[WHAT YOU ARE ASKED TO DO] Take the line that contains "Task: find the woman in wide-brimmed" and each line after it in the material below, and transcribe them exactly, stopping at the end.

------------------------

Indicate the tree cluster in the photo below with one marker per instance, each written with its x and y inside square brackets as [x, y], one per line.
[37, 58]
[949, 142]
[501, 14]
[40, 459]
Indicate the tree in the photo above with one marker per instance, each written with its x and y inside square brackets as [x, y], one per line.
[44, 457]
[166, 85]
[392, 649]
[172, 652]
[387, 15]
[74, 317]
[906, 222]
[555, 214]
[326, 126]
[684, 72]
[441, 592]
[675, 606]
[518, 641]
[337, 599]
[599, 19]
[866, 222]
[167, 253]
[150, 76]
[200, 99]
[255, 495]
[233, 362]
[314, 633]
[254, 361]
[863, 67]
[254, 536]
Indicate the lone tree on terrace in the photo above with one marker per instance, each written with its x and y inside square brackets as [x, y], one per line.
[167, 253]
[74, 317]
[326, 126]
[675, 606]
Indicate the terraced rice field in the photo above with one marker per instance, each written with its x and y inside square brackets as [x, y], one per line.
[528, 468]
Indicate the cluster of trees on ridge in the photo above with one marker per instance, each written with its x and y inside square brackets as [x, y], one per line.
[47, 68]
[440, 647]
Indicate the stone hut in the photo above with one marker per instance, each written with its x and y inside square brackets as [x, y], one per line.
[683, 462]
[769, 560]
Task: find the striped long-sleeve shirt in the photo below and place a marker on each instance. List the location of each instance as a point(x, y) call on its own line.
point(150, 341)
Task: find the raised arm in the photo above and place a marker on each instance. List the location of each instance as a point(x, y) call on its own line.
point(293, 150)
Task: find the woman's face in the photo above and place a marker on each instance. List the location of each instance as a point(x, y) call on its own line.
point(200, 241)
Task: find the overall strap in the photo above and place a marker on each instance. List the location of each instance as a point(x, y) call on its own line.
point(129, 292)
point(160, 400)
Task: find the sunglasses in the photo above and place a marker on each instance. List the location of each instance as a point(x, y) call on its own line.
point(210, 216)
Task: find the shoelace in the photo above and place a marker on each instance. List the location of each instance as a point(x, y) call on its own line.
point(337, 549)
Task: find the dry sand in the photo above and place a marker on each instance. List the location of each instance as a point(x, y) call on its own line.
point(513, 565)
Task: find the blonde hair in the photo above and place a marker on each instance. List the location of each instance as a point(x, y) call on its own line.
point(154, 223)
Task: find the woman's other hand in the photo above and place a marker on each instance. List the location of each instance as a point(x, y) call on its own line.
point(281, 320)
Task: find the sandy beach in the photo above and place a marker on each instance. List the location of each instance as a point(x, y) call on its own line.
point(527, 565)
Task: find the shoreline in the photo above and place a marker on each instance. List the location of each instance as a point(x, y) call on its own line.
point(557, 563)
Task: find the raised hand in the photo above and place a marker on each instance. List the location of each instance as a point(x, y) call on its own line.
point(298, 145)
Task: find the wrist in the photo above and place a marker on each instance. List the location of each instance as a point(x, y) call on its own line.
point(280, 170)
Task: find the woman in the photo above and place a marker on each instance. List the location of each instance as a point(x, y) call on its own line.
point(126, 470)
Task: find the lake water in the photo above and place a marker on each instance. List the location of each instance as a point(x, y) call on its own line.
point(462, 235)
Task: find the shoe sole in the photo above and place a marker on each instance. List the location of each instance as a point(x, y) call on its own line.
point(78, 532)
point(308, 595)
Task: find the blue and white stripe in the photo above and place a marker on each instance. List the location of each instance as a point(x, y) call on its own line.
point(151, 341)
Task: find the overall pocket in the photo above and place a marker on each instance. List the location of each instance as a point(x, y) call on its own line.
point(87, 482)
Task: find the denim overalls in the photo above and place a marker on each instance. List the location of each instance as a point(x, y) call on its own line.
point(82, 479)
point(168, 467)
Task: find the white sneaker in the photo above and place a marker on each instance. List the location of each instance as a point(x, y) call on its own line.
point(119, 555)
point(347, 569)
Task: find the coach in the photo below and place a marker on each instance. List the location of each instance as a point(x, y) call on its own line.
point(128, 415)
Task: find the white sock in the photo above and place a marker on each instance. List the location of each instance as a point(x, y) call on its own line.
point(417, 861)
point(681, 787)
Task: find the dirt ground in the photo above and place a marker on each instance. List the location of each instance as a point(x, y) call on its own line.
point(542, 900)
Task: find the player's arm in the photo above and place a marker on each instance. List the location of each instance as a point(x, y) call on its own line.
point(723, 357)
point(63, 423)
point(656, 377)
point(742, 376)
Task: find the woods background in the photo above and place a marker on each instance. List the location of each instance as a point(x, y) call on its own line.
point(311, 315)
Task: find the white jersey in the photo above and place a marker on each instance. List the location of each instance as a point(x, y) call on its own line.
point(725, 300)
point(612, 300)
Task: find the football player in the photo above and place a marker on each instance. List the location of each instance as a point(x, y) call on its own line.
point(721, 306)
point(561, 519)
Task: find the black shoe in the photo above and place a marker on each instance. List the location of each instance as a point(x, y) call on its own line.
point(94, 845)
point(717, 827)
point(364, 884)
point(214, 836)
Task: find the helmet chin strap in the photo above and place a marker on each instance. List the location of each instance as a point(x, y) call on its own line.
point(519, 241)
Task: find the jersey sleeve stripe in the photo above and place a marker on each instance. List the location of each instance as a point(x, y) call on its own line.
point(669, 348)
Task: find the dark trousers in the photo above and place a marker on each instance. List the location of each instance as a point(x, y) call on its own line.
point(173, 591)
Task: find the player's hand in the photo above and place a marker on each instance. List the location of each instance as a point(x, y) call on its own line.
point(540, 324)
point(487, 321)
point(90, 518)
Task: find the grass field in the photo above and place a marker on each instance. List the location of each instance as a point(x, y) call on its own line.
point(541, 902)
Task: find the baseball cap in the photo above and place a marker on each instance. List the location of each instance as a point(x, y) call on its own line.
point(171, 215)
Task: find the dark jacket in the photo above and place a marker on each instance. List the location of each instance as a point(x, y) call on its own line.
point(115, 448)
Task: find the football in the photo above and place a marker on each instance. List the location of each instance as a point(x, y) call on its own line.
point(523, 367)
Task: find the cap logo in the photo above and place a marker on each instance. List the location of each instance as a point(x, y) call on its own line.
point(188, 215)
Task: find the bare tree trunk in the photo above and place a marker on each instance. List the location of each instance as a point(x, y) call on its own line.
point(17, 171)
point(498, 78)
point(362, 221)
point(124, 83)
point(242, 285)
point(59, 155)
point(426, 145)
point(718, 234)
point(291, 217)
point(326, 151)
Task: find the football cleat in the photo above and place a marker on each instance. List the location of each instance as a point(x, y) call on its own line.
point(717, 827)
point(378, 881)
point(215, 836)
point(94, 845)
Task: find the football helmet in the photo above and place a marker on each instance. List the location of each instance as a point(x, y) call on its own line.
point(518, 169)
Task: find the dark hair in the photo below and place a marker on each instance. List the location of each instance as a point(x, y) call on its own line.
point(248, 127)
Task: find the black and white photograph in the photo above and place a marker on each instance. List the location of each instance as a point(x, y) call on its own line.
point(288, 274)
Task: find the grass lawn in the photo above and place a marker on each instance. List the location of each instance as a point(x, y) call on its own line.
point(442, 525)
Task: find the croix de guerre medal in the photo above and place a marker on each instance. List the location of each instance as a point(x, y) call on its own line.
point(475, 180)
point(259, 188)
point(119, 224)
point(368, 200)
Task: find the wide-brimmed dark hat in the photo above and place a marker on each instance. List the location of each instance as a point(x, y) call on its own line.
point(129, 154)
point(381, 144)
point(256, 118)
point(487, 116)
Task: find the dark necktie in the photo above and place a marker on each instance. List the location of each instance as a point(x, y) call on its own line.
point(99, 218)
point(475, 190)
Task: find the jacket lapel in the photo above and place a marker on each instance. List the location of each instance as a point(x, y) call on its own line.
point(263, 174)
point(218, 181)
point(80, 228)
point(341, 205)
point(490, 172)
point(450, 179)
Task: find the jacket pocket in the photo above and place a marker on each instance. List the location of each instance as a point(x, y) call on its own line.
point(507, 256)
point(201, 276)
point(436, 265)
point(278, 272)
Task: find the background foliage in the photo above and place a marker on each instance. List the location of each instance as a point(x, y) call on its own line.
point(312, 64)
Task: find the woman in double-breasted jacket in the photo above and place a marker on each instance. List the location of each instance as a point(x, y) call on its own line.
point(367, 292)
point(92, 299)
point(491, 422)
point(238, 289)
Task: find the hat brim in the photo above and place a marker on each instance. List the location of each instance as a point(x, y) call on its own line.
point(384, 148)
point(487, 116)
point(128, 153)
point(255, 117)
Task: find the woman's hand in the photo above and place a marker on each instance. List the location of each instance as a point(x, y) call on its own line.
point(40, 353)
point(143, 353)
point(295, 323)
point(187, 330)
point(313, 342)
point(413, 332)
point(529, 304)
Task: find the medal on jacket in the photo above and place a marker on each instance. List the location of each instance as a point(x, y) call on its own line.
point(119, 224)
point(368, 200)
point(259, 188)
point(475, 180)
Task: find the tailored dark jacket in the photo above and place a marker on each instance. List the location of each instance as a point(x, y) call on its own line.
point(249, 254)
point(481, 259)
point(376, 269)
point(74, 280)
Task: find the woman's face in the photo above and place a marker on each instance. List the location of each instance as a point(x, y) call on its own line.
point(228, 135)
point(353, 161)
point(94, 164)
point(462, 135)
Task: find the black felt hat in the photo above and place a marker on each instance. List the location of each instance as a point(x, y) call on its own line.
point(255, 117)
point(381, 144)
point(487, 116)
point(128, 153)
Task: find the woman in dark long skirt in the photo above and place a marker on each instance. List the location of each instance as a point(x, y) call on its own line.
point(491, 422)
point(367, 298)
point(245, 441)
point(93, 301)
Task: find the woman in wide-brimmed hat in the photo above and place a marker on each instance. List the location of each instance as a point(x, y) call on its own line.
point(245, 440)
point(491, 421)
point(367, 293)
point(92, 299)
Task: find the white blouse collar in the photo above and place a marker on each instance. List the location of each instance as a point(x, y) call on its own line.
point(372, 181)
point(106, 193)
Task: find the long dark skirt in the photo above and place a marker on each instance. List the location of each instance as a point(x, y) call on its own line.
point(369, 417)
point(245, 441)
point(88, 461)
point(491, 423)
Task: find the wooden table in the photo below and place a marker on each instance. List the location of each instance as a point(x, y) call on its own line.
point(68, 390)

------------------------

[RESPONSE]
Task: find the woman in wide-brimmed hat in the photo above and place a marker on each instance. List the location of each instance as a point(x, y) call on its own line.
point(245, 440)
point(491, 421)
point(367, 293)
point(92, 299)
Task: find the white blouse collar in the photo above and place a marker on each instance. List the location of each instance as a point(x, y) call on its own line.
point(372, 181)
point(106, 193)
Task: find the long dark skirt in the photo above and place a marker on each instance. List the location of each instance as a point(x, y) call on its own line.
point(369, 417)
point(245, 441)
point(88, 461)
point(491, 423)
Task: find the wooden table in the photo below and place a marker on each instance. List the location of each instance as a point(x, y) call on its own line.
point(68, 390)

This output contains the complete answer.